## Text segment
The eternal recycling of coaches in Liga MX is a popular narrative. Team officials preferred familiar faces even if tactics were old and predictable, if occasionally successful.

There is no shortage of examples, either. Newly appointed FC Juárez coach Ricardo Ferretti has had a Liga MX coaching job every day for 30 years now, bouncing from Pumas to Chivas to Tigres to Toluca to Morelia, back to Tigres, back to Pumas, and then back to Tigres once again where he reigned supreme for 11 years until management decided not to renew his contract.

Chivas coach Víctor Manuel Vucetich has had 18 different jobs (with 13 different clubs) since 1988, earning the reputation as a manager who turns so-so teams into title contenders.

Of course, Ferretti and Vucetich have enjoyed considerable success, so it’s understandable that team owners want them on their side. Ferretti, 67, has seven Liga MX titles to his name, plus four Liga MX Champions Cups, a Copa MX and a Concacaf Champions League title, while the 66-year-old Vucetich – aka “King Midas” – is responsible for five Liga MX trophies, three Copa MX crowns, as well as three Concacaf Champions League titles.

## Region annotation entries
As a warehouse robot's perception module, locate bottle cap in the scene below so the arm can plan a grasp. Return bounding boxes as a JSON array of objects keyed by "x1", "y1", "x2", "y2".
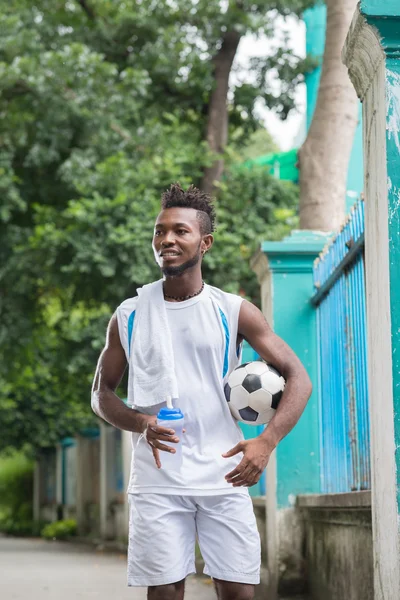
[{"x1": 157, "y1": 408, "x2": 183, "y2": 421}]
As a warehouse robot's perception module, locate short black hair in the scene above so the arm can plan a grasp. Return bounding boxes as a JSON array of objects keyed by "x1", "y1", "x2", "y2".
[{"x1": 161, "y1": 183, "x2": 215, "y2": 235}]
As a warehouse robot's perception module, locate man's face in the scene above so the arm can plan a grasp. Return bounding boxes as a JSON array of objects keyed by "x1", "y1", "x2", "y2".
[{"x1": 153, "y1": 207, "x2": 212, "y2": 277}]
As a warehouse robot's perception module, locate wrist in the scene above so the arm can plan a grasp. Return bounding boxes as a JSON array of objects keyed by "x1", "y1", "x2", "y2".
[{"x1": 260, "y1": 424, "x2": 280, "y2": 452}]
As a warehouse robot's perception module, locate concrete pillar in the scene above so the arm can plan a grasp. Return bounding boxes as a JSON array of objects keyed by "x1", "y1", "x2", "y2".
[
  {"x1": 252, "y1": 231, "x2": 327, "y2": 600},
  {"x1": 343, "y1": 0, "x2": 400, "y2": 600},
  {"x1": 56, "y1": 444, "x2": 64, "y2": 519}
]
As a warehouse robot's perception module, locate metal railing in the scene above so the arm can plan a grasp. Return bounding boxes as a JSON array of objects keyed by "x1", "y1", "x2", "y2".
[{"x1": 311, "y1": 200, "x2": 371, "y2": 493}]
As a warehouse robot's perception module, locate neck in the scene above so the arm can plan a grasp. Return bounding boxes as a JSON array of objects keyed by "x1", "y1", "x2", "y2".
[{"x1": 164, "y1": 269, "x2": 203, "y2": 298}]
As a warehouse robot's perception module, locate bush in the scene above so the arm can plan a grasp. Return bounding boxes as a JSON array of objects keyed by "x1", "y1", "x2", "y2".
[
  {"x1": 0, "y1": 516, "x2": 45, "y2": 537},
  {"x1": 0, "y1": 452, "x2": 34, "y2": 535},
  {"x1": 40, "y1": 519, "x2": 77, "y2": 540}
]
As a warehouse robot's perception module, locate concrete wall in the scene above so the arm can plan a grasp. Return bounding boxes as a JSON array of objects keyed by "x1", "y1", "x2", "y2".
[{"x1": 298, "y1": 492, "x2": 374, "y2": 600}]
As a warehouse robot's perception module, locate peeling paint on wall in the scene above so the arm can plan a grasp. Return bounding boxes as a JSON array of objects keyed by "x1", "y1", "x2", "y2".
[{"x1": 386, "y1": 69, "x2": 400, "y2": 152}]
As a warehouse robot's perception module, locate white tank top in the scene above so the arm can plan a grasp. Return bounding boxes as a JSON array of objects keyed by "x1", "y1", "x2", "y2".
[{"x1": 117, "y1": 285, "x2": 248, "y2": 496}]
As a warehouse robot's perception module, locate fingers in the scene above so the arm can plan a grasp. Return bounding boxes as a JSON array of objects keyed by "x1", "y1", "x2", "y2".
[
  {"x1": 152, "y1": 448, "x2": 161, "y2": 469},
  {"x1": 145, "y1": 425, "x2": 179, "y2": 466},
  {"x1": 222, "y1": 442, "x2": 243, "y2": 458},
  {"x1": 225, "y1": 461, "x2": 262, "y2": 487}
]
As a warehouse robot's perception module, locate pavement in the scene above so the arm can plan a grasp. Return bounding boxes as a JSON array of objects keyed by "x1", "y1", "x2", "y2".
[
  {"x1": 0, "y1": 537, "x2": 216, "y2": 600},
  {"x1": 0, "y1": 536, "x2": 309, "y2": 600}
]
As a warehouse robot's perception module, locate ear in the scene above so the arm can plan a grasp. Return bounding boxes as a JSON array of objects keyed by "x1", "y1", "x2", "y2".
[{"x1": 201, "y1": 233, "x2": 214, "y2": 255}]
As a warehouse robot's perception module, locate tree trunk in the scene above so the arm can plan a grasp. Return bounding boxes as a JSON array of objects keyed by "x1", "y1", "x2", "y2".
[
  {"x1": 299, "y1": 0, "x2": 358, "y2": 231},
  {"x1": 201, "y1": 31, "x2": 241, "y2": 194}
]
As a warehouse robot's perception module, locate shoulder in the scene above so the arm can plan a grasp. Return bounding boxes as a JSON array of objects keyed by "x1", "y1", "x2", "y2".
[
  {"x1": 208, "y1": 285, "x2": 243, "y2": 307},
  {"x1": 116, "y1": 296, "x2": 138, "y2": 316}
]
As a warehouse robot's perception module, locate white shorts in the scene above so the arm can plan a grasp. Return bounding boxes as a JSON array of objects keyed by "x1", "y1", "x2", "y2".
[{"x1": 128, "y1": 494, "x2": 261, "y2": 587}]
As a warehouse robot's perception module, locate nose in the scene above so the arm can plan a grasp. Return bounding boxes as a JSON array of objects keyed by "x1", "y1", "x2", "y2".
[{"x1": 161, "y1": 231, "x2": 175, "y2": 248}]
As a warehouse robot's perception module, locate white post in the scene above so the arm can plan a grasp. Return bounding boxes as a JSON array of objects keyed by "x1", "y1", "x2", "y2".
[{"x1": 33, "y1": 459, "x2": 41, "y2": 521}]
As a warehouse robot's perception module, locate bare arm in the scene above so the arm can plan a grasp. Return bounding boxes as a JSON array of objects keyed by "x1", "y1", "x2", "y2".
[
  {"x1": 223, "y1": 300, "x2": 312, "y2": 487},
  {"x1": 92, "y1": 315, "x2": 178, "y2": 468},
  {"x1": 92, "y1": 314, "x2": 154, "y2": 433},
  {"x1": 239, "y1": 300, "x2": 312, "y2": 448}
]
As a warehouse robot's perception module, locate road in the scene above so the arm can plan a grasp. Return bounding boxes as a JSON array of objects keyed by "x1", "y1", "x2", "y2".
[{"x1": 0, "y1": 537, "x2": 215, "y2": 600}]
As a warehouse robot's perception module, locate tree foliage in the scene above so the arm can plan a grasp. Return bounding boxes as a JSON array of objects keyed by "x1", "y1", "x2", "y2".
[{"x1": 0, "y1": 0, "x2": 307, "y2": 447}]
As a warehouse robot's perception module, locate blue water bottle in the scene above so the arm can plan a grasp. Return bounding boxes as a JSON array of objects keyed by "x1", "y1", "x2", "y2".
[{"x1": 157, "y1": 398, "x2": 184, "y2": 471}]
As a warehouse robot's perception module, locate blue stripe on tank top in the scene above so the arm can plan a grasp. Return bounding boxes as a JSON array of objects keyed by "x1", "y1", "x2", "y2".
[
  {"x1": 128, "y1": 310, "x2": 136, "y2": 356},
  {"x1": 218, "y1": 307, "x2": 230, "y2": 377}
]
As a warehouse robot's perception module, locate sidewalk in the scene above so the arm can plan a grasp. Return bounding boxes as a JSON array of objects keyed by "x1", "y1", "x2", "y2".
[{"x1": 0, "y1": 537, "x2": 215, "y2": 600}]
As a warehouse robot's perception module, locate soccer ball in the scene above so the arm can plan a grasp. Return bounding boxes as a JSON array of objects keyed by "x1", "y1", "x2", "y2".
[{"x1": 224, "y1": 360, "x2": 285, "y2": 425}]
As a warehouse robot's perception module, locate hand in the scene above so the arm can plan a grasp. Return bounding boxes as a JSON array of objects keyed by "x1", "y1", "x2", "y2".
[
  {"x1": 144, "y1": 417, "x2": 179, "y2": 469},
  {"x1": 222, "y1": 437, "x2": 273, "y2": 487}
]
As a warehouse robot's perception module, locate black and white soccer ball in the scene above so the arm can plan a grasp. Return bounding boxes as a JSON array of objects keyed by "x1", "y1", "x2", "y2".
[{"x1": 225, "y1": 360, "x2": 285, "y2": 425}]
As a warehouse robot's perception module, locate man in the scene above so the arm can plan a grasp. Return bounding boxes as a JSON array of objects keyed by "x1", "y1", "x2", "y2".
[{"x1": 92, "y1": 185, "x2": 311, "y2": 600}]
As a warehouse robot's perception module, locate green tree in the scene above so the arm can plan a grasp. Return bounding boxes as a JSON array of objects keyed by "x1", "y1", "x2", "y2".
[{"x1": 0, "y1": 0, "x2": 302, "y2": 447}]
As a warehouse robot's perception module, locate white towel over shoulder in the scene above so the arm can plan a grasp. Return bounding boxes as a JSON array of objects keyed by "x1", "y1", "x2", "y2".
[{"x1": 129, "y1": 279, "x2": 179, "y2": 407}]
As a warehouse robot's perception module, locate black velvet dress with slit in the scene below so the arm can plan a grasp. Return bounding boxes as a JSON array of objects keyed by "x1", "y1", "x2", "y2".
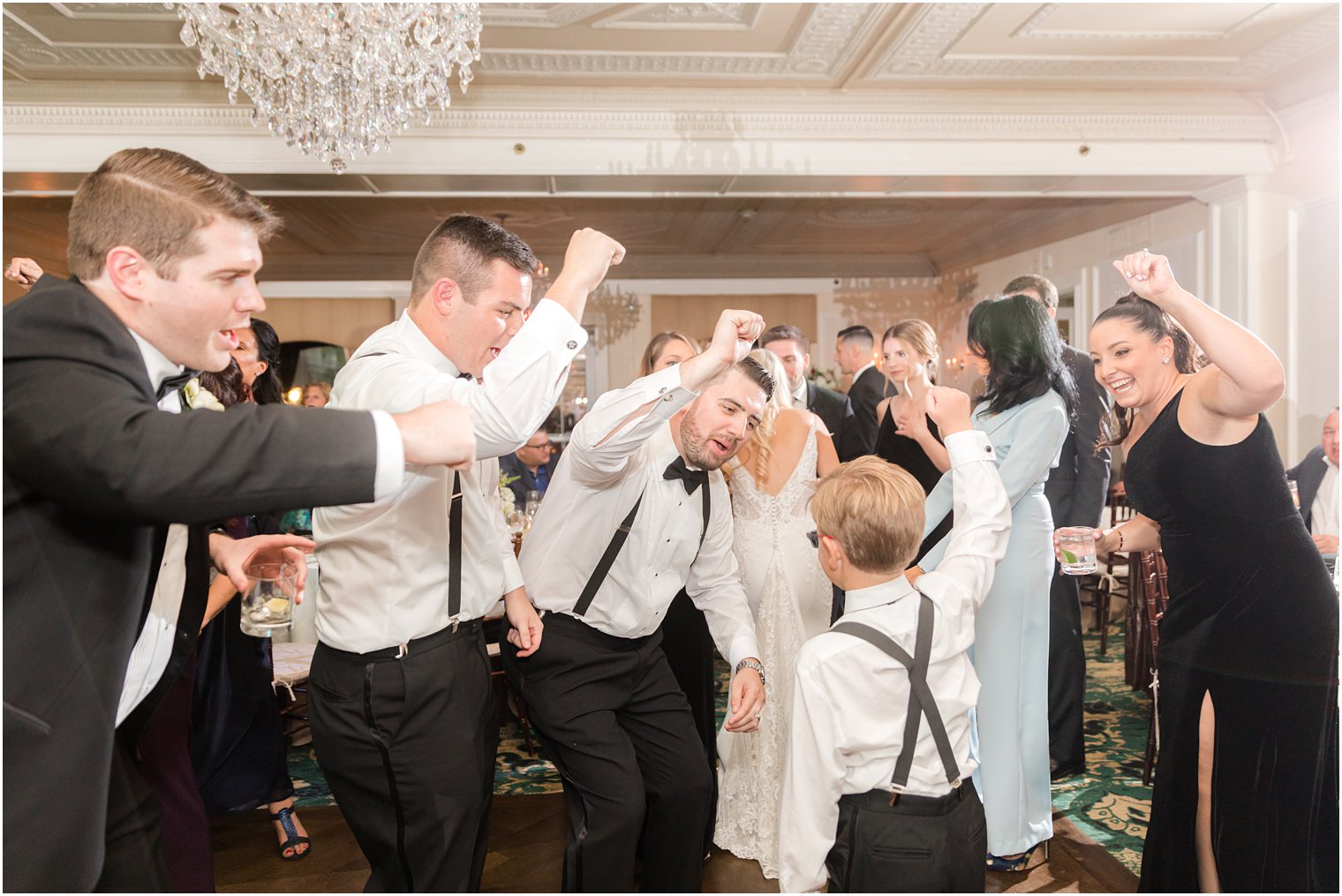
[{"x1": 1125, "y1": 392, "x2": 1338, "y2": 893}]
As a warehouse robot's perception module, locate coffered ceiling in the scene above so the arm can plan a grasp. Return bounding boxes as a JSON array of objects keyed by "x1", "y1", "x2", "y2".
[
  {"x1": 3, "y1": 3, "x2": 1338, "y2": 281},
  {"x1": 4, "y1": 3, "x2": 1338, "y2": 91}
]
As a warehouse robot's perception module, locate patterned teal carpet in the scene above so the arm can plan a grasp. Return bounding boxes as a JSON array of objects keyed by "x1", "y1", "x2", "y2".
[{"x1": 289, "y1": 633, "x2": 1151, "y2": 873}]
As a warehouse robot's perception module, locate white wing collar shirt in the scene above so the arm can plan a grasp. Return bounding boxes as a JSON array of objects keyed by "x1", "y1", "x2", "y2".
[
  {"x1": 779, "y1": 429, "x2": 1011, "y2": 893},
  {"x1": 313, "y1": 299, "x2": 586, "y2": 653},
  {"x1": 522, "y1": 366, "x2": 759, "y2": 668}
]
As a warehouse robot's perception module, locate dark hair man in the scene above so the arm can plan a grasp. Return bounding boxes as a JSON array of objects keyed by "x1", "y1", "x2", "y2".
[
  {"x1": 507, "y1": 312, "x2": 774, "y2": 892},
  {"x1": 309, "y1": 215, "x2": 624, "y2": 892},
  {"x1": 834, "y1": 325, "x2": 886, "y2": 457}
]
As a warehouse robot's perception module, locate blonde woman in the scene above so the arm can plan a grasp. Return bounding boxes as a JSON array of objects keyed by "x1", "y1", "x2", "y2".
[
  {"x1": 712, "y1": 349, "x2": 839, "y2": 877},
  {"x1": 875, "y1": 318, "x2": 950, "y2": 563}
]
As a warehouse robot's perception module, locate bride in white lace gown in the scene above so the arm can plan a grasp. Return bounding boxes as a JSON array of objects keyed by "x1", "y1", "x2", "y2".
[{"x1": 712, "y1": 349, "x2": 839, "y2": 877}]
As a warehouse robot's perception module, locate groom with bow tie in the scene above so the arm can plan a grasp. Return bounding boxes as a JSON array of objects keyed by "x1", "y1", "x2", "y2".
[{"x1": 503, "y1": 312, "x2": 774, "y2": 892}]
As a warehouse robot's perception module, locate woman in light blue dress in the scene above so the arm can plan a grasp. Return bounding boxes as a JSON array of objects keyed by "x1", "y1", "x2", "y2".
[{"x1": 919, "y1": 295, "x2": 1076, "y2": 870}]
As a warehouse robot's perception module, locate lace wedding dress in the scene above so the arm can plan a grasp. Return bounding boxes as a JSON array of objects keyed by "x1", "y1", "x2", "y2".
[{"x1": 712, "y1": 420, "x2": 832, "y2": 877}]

## Do this
Answer these questions from the text on Liga MX coaches.
(a) During his final stint at Tigres, how many years did Ricardo Ferretti reign there?
(b) Since which year has Víctor Manuel Vucetich held 18 different jobs?
(c) What nickname does the text give Vucetich?

## Finished task
(a) 11 years
(b) 1988
(c) "King Midas"